→ Extracted information
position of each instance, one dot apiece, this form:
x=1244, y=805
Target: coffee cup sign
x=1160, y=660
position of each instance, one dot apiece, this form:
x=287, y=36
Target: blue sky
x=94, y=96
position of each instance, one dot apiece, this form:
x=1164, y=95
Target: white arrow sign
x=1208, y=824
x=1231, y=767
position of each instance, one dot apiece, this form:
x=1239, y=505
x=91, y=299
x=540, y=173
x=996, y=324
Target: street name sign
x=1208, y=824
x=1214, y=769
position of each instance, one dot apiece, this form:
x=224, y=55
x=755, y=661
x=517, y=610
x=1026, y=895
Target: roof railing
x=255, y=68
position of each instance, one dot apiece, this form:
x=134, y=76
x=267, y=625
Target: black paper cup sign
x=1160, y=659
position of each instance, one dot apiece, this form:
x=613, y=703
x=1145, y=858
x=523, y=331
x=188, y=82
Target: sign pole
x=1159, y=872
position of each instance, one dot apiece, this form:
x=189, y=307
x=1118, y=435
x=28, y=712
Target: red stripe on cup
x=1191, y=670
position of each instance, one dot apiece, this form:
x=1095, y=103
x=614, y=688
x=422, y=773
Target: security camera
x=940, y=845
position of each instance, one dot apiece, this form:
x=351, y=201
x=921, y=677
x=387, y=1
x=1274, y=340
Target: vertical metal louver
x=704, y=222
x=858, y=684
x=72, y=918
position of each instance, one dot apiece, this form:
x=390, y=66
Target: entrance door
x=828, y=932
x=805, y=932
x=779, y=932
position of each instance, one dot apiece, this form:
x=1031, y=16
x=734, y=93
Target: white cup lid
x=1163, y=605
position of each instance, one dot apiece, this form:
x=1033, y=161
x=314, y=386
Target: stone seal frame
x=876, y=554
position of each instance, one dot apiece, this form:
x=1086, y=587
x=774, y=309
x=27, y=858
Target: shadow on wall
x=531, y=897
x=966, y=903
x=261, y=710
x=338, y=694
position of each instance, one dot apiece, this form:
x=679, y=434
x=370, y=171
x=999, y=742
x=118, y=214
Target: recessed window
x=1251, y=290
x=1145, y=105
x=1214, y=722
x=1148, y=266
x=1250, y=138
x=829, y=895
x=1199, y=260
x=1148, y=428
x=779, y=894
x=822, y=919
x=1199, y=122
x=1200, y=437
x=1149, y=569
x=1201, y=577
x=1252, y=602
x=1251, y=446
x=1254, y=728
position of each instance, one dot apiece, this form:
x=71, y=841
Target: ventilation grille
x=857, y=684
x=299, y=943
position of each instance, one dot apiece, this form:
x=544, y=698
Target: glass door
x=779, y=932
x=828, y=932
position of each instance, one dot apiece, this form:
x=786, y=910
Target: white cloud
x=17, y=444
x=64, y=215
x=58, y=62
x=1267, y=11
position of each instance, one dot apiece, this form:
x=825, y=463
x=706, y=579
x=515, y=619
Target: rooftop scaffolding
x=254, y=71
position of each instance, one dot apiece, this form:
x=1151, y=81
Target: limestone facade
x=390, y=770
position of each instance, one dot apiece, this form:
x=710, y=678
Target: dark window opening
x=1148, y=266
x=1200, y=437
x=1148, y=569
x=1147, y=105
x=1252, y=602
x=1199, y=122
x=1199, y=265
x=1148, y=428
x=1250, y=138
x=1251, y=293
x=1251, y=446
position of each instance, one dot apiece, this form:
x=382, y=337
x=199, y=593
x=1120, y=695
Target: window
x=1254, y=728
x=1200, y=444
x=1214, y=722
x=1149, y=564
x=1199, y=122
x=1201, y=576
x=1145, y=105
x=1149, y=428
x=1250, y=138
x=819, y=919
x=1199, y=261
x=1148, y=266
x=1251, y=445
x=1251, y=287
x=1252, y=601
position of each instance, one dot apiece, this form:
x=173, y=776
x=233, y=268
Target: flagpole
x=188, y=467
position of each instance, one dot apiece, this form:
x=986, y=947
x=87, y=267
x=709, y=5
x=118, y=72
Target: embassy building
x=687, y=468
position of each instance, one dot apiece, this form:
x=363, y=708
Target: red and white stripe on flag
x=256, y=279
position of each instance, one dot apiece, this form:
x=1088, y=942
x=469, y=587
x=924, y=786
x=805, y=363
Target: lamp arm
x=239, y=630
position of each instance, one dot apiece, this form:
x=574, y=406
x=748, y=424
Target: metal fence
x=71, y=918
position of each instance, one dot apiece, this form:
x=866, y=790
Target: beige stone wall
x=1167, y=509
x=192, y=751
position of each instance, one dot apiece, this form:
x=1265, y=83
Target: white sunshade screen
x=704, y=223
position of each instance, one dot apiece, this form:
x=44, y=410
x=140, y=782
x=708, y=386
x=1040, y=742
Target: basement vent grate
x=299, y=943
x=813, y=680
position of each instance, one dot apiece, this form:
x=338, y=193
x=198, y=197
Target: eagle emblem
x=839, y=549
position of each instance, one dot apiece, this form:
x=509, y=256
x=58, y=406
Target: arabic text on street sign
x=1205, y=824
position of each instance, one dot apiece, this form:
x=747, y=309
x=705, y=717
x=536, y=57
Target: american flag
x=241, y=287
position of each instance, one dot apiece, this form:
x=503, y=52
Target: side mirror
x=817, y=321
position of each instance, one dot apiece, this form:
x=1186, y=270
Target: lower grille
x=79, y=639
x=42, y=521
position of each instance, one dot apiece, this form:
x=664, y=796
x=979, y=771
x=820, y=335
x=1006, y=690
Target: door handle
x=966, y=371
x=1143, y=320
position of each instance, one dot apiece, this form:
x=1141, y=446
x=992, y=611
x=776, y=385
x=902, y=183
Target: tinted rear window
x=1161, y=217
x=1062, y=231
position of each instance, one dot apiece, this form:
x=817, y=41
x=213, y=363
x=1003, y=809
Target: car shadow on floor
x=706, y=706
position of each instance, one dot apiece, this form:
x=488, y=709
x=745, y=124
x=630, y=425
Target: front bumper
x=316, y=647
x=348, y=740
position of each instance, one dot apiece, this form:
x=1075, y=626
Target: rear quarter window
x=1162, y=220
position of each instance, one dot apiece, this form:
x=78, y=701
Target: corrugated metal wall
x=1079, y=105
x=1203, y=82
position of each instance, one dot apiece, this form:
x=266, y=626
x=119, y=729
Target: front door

→ Task to complete
Copy the items word for word, starting at the first line and ending with the line that contains "x=1160, y=659", including that line.

→ Answer for the task
position of each instance, one dot apiece, this form:
x=1244, y=805
Target: coffee cup sign
x=1160, y=660
position of each instance, one dot apiece, this form:
x=287, y=36
Target: blue sky
x=94, y=96
position of each instance, one dot apiece, this form:
x=1164, y=95
Target: white arrow sign
x=1208, y=824
x=1231, y=767
position of each instance, one dot apiece, this form:
x=1239, y=505
x=91, y=299
x=540, y=173
x=996, y=324
Target: street name sign
x=1208, y=824
x=1214, y=769
position of each instance, one dot apiece, this form:
x=224, y=55
x=755, y=661
x=517, y=610
x=1026, y=895
Target: roof railing
x=255, y=68
position of each instance, one dot apiece, this form:
x=134, y=76
x=267, y=625
Target: black paper cup sign
x=1160, y=659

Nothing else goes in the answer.